# PROBLEM TO WORK ON
With the images removed, repeat the data below exactly.

# DATA FOR REVIEW
· · · ·

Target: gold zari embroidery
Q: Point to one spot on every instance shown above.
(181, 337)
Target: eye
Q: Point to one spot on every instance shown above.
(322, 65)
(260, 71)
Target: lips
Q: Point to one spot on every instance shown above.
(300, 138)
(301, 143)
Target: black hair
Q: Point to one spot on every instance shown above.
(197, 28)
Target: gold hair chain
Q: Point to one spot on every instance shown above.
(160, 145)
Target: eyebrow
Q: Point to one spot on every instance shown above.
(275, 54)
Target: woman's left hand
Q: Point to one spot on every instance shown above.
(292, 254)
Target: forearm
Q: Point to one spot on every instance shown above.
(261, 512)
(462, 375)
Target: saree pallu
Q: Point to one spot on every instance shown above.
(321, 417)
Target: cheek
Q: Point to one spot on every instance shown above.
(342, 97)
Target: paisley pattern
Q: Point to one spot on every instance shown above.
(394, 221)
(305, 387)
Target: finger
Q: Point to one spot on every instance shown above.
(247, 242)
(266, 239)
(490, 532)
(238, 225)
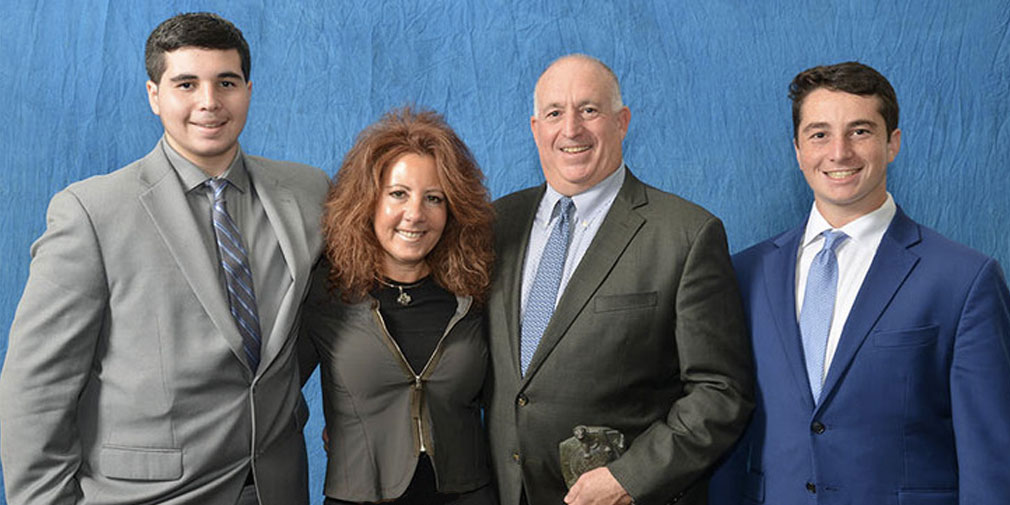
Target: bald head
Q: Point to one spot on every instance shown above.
(564, 64)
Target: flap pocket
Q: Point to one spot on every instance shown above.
(624, 302)
(140, 464)
(946, 497)
(906, 337)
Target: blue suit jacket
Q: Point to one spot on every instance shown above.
(915, 408)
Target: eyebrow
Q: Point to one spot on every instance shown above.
(559, 105)
(191, 77)
(851, 124)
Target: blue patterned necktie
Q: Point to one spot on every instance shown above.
(818, 308)
(237, 275)
(543, 293)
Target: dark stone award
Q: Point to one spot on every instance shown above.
(591, 447)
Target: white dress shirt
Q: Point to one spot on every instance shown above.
(590, 208)
(854, 256)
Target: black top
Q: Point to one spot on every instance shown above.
(418, 325)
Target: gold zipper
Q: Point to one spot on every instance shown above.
(417, 389)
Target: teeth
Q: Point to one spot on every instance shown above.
(412, 235)
(840, 174)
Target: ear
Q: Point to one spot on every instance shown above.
(894, 144)
(153, 98)
(624, 117)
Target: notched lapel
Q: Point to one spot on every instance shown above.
(619, 226)
(286, 219)
(891, 266)
(780, 286)
(166, 203)
(512, 255)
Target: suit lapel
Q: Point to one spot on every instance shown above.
(286, 220)
(616, 231)
(891, 266)
(780, 275)
(165, 201)
(511, 247)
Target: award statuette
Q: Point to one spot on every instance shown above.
(591, 447)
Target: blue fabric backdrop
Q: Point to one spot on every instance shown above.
(706, 83)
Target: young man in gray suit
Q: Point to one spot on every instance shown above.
(152, 357)
(614, 305)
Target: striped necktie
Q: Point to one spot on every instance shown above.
(818, 308)
(543, 293)
(237, 275)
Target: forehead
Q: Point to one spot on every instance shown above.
(828, 106)
(574, 81)
(200, 62)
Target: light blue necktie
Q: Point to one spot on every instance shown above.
(543, 293)
(237, 275)
(818, 308)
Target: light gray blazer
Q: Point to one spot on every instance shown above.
(125, 380)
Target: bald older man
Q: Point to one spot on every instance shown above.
(614, 305)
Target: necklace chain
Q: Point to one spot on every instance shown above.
(403, 298)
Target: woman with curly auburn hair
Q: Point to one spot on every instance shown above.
(396, 323)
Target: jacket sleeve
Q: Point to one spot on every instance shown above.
(51, 350)
(715, 368)
(980, 391)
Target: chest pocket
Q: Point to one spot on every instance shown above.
(624, 302)
(913, 337)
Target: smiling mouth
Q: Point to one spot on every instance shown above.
(409, 235)
(841, 174)
(210, 125)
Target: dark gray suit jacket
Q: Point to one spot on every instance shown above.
(647, 338)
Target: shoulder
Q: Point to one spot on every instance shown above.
(518, 201)
(298, 177)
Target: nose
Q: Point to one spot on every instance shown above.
(208, 98)
(841, 148)
(572, 124)
(414, 210)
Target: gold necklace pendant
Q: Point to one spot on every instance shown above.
(404, 298)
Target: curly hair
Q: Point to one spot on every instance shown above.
(462, 260)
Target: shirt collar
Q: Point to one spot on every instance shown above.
(865, 227)
(587, 203)
(193, 177)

· · · ·

# RESULT
Target: gold zari embroidery
Q: Point to one spot on every instance shown above.
(181, 337)
Target: eye
Q: Point to one spot on every instance shown above.
(322, 65)
(260, 71)
Target: lips
Q: Point to one spot on every instance shown above.
(300, 138)
(301, 143)
Target: black hair
Q: Point to one spot on every instance shown above.
(197, 28)
Target: gold hair chain
Q: Point to one spot on every instance shown above.
(160, 145)
Target: eyebrow
Q: Point to one spot on every instance shown above.
(275, 54)
Target: woman's left hand
Q: Point to one spot on every instance shown above.
(292, 254)
Target: forearm
Q: Point to one spot on every instance shown above.
(261, 512)
(462, 375)
Target: saree pallu
Q: Point to one spot on every instance shown above.
(321, 417)
Target: cheek
Q: Point to one spot on every instance shown above.
(342, 97)
Target: paisley pattern
Q: Point to one spot on every instance shown above.
(394, 221)
(305, 387)
Target: finger
Q: Point to one spot on every instance shown above.
(247, 242)
(266, 239)
(490, 532)
(238, 225)
Target: bald head
Q: Point to one spot on every instance shown above.
(564, 64)
Target: flap pocket
Q: Point to one spot on every instance shown above.
(624, 302)
(140, 464)
(946, 497)
(906, 337)
Target: blue suit jacket
Q: Point to one spot on every instance shown above.
(915, 408)
Target: eyebrow
Q: Point to one spot on every instance shown above.
(559, 105)
(191, 77)
(851, 124)
Target: blue patterned necktie
Q: Point to one spot on every instance shown above.
(818, 308)
(237, 275)
(543, 293)
Target: dark stone award
Q: Point to one spot on every instance shown above.
(591, 447)
Target: white dress shirt
Q: Point to one spot on every instance shown above.
(590, 208)
(854, 256)
Target: black top
Q: Point to one spot on every instance shown above.
(418, 325)
Target: gold zipper
Q: Point to one spot on every instance shown above.
(417, 389)
Target: teeth
Q: Point to one spot on every instance shown above.
(412, 235)
(840, 174)
Target: ear
Q: Point to one spot on every instance shown above.
(894, 144)
(153, 98)
(624, 117)
Target: notched lapel
Q: Point to one spot on every instance shown above.
(619, 226)
(286, 219)
(891, 266)
(780, 286)
(166, 203)
(512, 255)
Target: suit lapel
Q: Point to one spot on every instance shown above.
(286, 220)
(616, 231)
(891, 266)
(780, 275)
(165, 201)
(511, 247)
Target: award statuette
Q: Point to one spot on every instance shown above.
(591, 447)
Target: blue fabric backdrop
Q: Point to one spot on every instance shown above.
(706, 83)
Target: young man in gray suit
Q: Point to one spot on every instance shown above.
(152, 357)
(614, 305)
Target: striped necktie
Q: Point to one spot on every instance shown above.
(818, 308)
(543, 293)
(237, 275)
Target: forehead
Q: Point to one spot on every instance shown above.
(828, 106)
(574, 81)
(200, 62)
Target: light blue necktie
Q: Point to one spot on every instance shown above.
(543, 293)
(237, 275)
(818, 308)
Target: light gray blazer
Q: Point to one spot on every instance shown above.
(125, 380)
Target: bald older man
Q: Point to one spot on every instance shown above.
(614, 305)
Target: necklace chain
Q: Point to one spot on every instance shown above.
(403, 298)
Target: woman with curly auburn hair
Q: Point to one spot on every instance shown above.
(396, 323)
Target: jacket sleeve
Q: Point to one spot on every instance shown above.
(51, 350)
(715, 368)
(980, 391)
Target: chest pocket
Q: Point to one spot on every instance shown above.
(624, 302)
(913, 337)
Target: smiling mouth
Q: Point to one spot on every instance shown above.
(409, 235)
(841, 174)
(210, 125)
Target: dark gray suit jacket
Q: Point to one spot on every instance shown above.
(647, 338)
Target: shoulder
Q: Point to one spot on every instance shown above.
(518, 201)
(298, 177)
Target: nose
Q: Point to one spot on every instance shown above.
(208, 98)
(841, 148)
(572, 124)
(414, 210)
Target: gold necklace pendant
Q: Point to one spot on every instance shown above.
(404, 298)
Target: curly hair
Q: Point to one spot on every instance shown above.
(462, 260)
Target: shirt collar
Q: Point to one spot on every instance shown above.
(865, 227)
(587, 203)
(193, 177)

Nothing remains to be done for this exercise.